Requirements
Gather every line below that contains the string "stump".

### Listed records

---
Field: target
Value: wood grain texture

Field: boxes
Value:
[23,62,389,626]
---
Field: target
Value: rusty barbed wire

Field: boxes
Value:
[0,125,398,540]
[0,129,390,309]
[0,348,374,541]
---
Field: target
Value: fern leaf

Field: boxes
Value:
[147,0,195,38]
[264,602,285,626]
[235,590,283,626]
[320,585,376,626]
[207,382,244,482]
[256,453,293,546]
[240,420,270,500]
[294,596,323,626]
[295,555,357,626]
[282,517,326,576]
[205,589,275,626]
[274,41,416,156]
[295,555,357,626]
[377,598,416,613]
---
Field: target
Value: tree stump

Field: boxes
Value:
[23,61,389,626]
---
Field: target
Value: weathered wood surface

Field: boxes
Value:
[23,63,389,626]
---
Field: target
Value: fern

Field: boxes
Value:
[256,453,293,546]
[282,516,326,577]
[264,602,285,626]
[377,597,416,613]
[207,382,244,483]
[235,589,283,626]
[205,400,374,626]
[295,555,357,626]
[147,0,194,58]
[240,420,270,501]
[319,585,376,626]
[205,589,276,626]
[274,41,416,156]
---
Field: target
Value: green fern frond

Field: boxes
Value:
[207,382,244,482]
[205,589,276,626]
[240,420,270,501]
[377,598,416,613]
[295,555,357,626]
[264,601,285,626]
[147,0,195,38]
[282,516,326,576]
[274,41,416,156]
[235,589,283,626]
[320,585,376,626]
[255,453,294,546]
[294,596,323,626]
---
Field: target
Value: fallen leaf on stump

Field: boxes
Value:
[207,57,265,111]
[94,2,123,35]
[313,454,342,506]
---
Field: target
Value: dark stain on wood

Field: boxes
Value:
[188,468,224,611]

######

Expected answer
Value: tree stump
Value: fallen leaf on stump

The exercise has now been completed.